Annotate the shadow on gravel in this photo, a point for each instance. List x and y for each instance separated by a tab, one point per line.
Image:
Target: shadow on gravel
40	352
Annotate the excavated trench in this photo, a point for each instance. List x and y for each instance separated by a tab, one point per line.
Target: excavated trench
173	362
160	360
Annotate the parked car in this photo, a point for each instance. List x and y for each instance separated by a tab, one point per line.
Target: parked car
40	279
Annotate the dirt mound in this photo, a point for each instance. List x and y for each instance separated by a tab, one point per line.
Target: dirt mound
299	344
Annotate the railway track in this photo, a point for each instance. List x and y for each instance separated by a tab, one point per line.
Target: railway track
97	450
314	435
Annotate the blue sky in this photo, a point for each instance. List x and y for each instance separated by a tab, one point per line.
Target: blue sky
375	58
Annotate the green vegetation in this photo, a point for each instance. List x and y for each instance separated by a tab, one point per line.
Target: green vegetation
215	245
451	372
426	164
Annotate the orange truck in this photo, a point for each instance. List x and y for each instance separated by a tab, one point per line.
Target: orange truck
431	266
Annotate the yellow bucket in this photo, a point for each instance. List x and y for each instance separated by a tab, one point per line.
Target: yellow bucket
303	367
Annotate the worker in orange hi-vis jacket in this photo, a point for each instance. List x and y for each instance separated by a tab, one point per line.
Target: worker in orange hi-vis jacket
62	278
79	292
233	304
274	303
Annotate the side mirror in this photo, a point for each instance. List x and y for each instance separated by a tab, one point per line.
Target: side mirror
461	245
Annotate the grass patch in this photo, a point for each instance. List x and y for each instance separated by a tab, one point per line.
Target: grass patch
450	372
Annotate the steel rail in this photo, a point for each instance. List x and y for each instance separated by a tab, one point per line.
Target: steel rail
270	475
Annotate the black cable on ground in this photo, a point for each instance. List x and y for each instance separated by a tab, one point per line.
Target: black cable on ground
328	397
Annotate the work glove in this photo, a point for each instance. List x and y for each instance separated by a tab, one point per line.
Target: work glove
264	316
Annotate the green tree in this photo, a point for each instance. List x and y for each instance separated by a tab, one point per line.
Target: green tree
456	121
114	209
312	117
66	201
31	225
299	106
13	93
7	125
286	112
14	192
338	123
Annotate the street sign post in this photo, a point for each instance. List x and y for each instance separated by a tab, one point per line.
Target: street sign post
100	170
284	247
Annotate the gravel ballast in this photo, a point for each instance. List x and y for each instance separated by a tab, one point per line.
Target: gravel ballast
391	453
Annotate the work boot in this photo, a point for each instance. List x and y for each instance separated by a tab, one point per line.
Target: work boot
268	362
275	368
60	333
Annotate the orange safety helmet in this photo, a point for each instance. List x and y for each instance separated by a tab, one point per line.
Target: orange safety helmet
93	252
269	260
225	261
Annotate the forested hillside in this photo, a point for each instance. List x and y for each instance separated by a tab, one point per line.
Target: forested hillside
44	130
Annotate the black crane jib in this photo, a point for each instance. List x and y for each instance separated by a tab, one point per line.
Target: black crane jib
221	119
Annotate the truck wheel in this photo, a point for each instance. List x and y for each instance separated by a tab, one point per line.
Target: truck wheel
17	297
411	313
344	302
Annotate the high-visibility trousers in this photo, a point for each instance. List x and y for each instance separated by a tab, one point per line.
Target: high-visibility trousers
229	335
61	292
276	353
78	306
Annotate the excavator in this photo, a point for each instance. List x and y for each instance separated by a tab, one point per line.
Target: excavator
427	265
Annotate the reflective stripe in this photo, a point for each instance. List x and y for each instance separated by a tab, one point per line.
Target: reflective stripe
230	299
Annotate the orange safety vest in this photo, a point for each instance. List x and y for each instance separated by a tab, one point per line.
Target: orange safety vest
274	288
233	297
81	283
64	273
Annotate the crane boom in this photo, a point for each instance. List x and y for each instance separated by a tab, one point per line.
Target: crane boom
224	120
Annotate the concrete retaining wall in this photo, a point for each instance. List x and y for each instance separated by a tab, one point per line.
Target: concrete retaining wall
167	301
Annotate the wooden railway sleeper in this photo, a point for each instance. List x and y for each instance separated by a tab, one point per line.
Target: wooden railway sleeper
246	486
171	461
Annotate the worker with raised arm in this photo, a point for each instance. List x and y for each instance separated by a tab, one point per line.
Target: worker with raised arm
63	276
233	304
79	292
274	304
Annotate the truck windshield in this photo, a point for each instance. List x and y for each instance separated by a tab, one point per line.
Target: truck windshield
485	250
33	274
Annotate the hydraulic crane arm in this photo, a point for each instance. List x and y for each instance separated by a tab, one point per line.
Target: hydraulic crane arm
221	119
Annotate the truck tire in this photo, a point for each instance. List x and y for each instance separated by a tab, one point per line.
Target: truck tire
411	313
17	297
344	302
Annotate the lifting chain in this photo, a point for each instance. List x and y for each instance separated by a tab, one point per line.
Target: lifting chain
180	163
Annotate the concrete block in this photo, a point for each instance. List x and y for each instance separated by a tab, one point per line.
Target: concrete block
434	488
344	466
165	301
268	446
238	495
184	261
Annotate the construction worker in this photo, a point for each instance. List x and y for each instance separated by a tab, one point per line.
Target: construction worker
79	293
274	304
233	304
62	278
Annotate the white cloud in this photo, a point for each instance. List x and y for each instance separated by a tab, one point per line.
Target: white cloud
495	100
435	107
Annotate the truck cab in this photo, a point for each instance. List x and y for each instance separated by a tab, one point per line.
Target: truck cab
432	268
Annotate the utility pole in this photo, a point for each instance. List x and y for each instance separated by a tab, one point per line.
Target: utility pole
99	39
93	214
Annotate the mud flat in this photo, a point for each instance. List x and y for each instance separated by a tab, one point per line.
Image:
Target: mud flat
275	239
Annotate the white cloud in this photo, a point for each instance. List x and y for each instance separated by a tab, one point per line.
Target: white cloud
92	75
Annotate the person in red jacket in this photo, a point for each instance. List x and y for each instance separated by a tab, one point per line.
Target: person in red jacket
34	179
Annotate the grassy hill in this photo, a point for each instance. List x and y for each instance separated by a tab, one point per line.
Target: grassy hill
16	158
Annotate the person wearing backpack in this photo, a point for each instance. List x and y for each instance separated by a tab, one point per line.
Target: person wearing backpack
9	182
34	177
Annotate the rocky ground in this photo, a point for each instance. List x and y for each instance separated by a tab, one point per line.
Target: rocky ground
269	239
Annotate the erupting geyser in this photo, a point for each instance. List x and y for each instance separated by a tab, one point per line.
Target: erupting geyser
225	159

**Exercise aim:**
Copy every record exactly as presented.

**The output:**
Annotate the shadow on gravel in this photo, a point for each instance. List x and y for each instance separated by a tab, one point per line.
Image:
Target: shadow on gravel
40	352
Annotate the excavated trench in this photo, a point for each instance. List x and y for each instance separated by a tab, one point per line.
Target: excavated trench
173	362
160	360
Annotate the parked car in this photo, a point for each instance. List x and y for each instance separated by a tab, one point per line.
Target: parked car
40	279
Annotate the dirt mound in this photo, a point for each instance. List x and y for each instance separated by a tab, one point per line.
Target: dirt mound
299	344
Annotate the railway track in this photo, a point for each instance. List x and y for each instance separated by a tab, one point per line.
Target: railway track
97	450
314	435
Annotate the blue sky in this photo, a point for each instance. List x and y for each instance separated by a tab, one point per line.
Target: blue sky
375	58
Annotate the green vegetation in this photo, a point for each instance. List x and y for each instance separated by a tab, one point per line.
Target: green vegetation
215	245
451	372
426	164
Annotate the orange truck in this photo, a point for each instance. List x and y for each instance separated by a tab, one point per line.
Target: orange truck
431	266
Annotate the yellow bucket in this photo, a point for each instance. List x and y for each instance separated by a tab, one point per line.
Target: yellow bucket
303	367
Annotate the worker in orange hi-vis jacket in this photo, a point for each instance. List x and y for each instance separated by a tab, one point per line.
Target: worker in orange hi-vis jacket
62	278
79	292
233	304
274	303
Annotate the side mirror in this photo, a point for each instance. List x and y for each instance separated by a tab, one point per line.
Target: side mirror
461	245
Annotate the grass patch in this photo, a point for each instance. List x and y for each instance separated by a tab, one point per line.
Target: grass patch
450	372
Annotate the steel rail in this photo, a point for each instance. List x and y for each instance separated by a tab, one point per line.
Target: steel rail
270	475
Annotate the black cable on ground in this photo, a point for each instance. List x and y for each instance separated by a tab, one point per line.
Target: black cable on ground
328	397
Annotate the work glove in this photo, a point for each instance. List x and y for each instance separated by a tab, one point per line.
Target: work glove
264	316
Annotate the green tree in this photo, a point for each instance. List x and y for each instance separated by a tab, one point per line.
Target: green tree
456	121
114	209
312	117
66	201
31	225
299	106
13	93
7	125
286	112
14	192
338	123
Annotate the street sign post in this photo, a point for each instance. List x and y for each instance separated by a tab, one point per line.
Target: street sign post
100	170
284	247
Annotate the gravel ballast in this photo, a point for each instance. List x and y for each instance separated by a tab, one point per line.
Target: gravel ballast
391	453
Annotate the work boot in this photo, a point for each instance. List x and y for each instance separated by a tab, one point per line.
Target: work boot
268	362
275	368
60	333
Annotate the orange safety helmet in this photo, a point for each instance. List x and y for each instance separated by a tab, one point per line.
Target: orange safety helmet
93	252
269	260
225	261
Annotate the forested hillside in this photo, a point for each instance. List x and y for each instance separated by a tab, one point per line.
Target: forested hillside
44	130
Annotate the black crane jib in this photo, a point for each instance. List x and y for each instance separated by a tab, one point per line.
Target: black crane jib
221	119
Annotate the truck wheel in this photo, a point for each instance. List x and y for each instance separated by a tab, one point per line.
Target: truck wheel
17	297
411	313
344	302
Annotate the high-visibility trousers in this photo, a point for each instance. List x and y for each instance separated by a tab, one point per line.
Target: high-visibility trousers
229	335
61	292
276	353
78	306
Annotate the excavator in this photo, a point for each instance. List x and y for each instance separated by a tab, one point per line.
Target: excavator
427	265
Annotate the reflective stripe in this photo, a point for each instance. List x and y for each instance separated by a tab, one point per line.
Target: reflective stripe
230	299
Annotate the orange safety vest in this photo, a point for each instance. List x and y for each instance separated by a tab, one point per line.
Target: orange safety vest
274	288
233	297
81	283
64	273
Annotate the crane boom in this photo, a point for each instance. List x and y for each instance separated by a tab, one point per line.
Target: crane boom
224	120
Annotate the concrete retaining wall in this photo, a point for each instance. List x and y for each instance separated by a tab, one point per line.
Target: concrete retaining wall
167	301
Annotate the wooden railway sleeper in this photo, a point for each instance. List x and y for each instance separated by a tab, one point per line.
Target: wooden railway sleeper
246	486
171	461
Annotate the worker with raised arm in this photo, a point for each instance. List x and y for each instance separated by a tab, one point per line.
Target: worker with raised arm
63	276
233	304
79	292
274	304
Annotate the truck windshield in this photo, a point for each instance. List x and y for each instance separated by a tab, one point per line.
Target: truck windshield
485	250
33	274
Annotate the hydraulic crane arm in this photo, a point for each instance. List x and y for each instance separated by a tab, one point per line.
Target: hydraulic crane arm
221	119
Annotate the truck tire in this photo, a point for each instance. List x and y for each instance separated by a tab, one point per line.
Target: truck tire
411	313
17	297
344	302
Annotate the lifting chain in this photo, a point for each instance. List x and y for each instance separated by a tab, one point per line.
Target: lifting chain
180	163
Annotate the concrete block in this photo, a point for each instance. List x and y for each instance separated by a tab, one point per line.
Target: concrete block
434	488
344	466
165	301
268	446
238	495
184	261
Annotate the construction worker in this photo, a point for each instance. List x and y for each instance separated by a tab, one point per line.
Target: construction worker
79	293
274	304
233	304
62	278
Annotate the white cloud in this photo, a point for each instance. List x and y for each instance separated by a tab, one point per line.
Target: white cloud
495	100
435	107
Annotate the truck cab in this photo, a point for each instance. List x and y for each instance separated by a tab, one point per line.
Target: truck cab
432	268
Annotate the utility pole in this photo, a point for each instance. List x and y for each instance separated by a tab, one point per line.
Target: utility pole
99	39
93	214
Annotate the mud flat in this photo, a point for each instance. List x and y for each instance separated by a tab, one point per line.
Image:
Target: mud flat
275	239
Annotate the white cloud in this photo, a point for each instance. List x and y for each instance separated by a tab, one point per line.
Target: white cloud
92	75
Annotate the person in red jacket in this photo, a point for each instance. List x and y for each instance separated by a tab, one point per line.
Target: person in red jacket
34	179
Annotate the grassy hill in this photo, a point for each instance. List x and y for each instance separated by a tab, one point per line.
Target: grassy hill
16	158
Annotate the person wearing backpack in this photo, a point for each instance. List x and y for each instance separated by a tab, one point per line.
Target: person wearing backpack
9	182
34	177
Annotate the rocky ground in this photo, a point for each instance. List x and y for each instance separated by a tab, one point per line.
Target: rocky ground
269	239
Annotate the erupting geyser in this photo, a point for each instance. List x and y for each instance separated by a tab, one point per line.
Target: erupting geyser
225	159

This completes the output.